Charles Coulomb came very close to discovering the electromagnetic (strong) charge:

I wished to use the same method to determine the attractive force between two balls charged with a different nature of electricity but by using this same balance to measure the attractive force, I found an experimental difficulty that did not occur when measuring the repulsive force.  The experimental difficulty arises when the two balls are drawn near to each other.  The attractive force which increases, as we have clearly seen, according to the inverse square law of distances, frequently increases at a greater rate than the torsional force, which increases only directly as the angle of twist…[1]

Had Coulomb considered that there are two different types of charge, he would have noticed that the second charge is electromagnetic in nature (as opposed to the electrostatic charge).  In addition, he would have been able to express the force law for this other type of charge in terms of a modified inverse square law of distances (as done in the Aether Physics Model).

As it is, modern physics recognizes only one type of charge, and consequently the strong force poorly describes in terms of particles called gluons[2].

REQUIRED TASK 1:
Retype, with no changes, everything in the records from the line containing "Would you kindly point at the green stem" down to the line containing "<point>166,175</point>", both lines included.
The Coulomb passage and the records come from separate, unrelated sources.

RECORDS PROVIDED:

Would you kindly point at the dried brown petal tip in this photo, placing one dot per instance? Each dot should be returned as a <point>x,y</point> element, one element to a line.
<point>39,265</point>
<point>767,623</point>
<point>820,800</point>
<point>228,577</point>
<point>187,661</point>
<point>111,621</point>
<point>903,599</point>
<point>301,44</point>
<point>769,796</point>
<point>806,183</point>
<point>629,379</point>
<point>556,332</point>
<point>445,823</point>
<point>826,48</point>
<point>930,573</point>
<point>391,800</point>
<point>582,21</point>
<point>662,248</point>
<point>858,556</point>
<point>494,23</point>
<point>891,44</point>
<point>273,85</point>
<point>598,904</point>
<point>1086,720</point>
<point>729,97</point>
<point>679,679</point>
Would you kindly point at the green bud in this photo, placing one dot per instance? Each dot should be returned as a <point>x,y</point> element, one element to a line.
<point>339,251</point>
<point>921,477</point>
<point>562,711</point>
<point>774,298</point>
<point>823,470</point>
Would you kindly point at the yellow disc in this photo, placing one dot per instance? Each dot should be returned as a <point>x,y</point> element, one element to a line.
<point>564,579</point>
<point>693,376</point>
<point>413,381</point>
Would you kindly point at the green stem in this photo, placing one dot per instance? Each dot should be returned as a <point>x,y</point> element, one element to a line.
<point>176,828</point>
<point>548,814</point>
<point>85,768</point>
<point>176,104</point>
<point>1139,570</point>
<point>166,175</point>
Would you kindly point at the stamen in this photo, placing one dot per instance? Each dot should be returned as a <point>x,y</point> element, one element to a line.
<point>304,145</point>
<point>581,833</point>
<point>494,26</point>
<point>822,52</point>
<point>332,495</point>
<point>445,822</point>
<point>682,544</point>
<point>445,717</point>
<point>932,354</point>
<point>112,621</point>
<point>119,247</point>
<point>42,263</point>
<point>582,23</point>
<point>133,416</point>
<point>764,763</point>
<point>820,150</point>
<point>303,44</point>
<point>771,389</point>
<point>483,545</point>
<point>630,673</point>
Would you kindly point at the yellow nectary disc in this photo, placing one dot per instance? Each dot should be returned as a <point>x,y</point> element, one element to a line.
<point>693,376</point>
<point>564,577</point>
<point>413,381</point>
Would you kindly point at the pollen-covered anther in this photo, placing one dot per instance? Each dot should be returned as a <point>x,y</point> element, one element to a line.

REQUIRED TASK 2:
List every kind of force that the Coulomb passage names.

FINAL RESULT 1:
Would you kindly point at the green stem in this photo, placing one dot per instance? Each dot should be returned as a <point>x,y</point> element, one element to a line.
<point>176,828</point>
<point>548,814</point>
<point>85,768</point>
<point>176,104</point>
<point>1139,570</point>
<point>166,175</point>

FINAL RESULT 2:
attractive force
repulsive force
torsional force
strong force